> _GIVEN TEXT_
- - - - -

Spectrin mutations cause spinocerebellar ataxia type 5.

Nat Genet 2006 Feb 22;38(2):184-90. Epub 2006 Jan 22.

Department of Genetics, Cell Biology, and Development, University of Minnesota, 321 Church St. SE, Minneapolis, Minnesota 55455 USA.

We have discovered that beta-III spectrin (SPTBN2) mutations cause spinocerebellar ataxia type 5 (SCA5) in an 11-generation American kindred descended from President Lincoln's grandparents and two additional families. Two families have separate in-frame deletions of 39 and 15 bp, and a third family has a mutation in the actin/ARP1 binding region. Beta-III spectrin is highly expressed in Purkinje cells and has been shown to stabilize the glutamate transporter EAAT4 at the surface of the plasma membrane. We found marked differences in EAAT4 and GluRdelta2 by protein blot and cell fractionation in SCA5 autopsy tissue. Cell culture studies demonstrate that wild-type but not mutant beta-III spectrin stabilizes EAAT4 at the plasma membrane. Spectrin mutations are a previously unknown cause of ataxia and neurodegenerative disease that affect membrane proteins involved in glutamate signaling.

- - - - -

> _WORK REQUEST A_
According to the abstract, which glutamate transporter does beta-III spectrin stabilize at the surface of the plasma membrane?
> _WORK REQUEST B_
Retype everything in the abstract from "Nat Genet 2006" down to "Minnesota 55455 USA.".
Rely on the abstract alone.

> _DATA SHOWN_
- - - - -

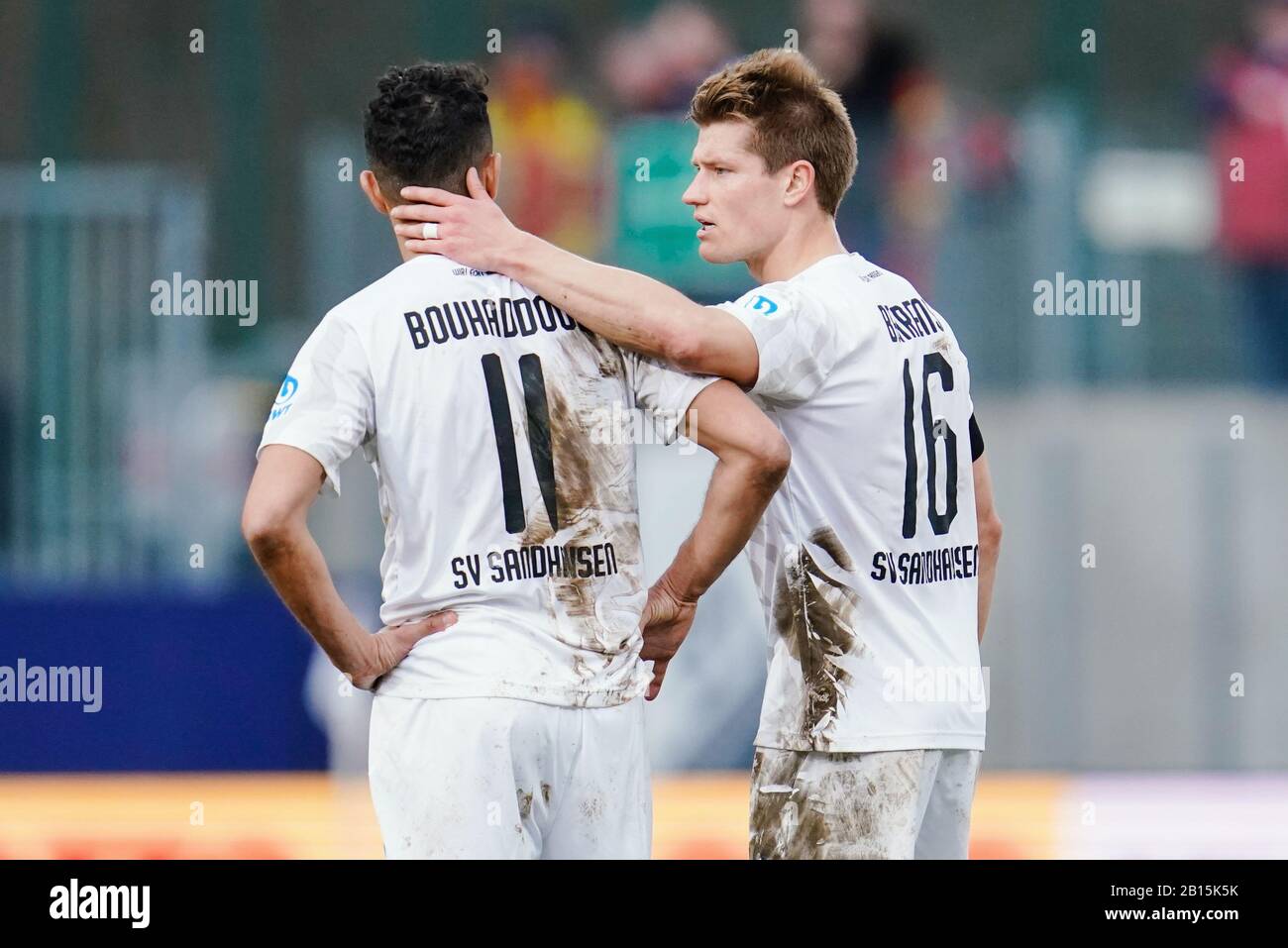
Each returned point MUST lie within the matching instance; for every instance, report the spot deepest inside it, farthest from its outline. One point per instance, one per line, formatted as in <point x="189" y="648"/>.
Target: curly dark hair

- - - - -

> _ANSWER BOX A_
EAAT4

> _ANSWER BOX B_
Nat Genet 2006 Feb 22;38(2):184-90. Epub 2006 Jan 22.

Department of Genetics, Cell Biology, and Development, University of Minnesota, 321 Church St. SE, Minneapolis, Minnesota 55455 USA.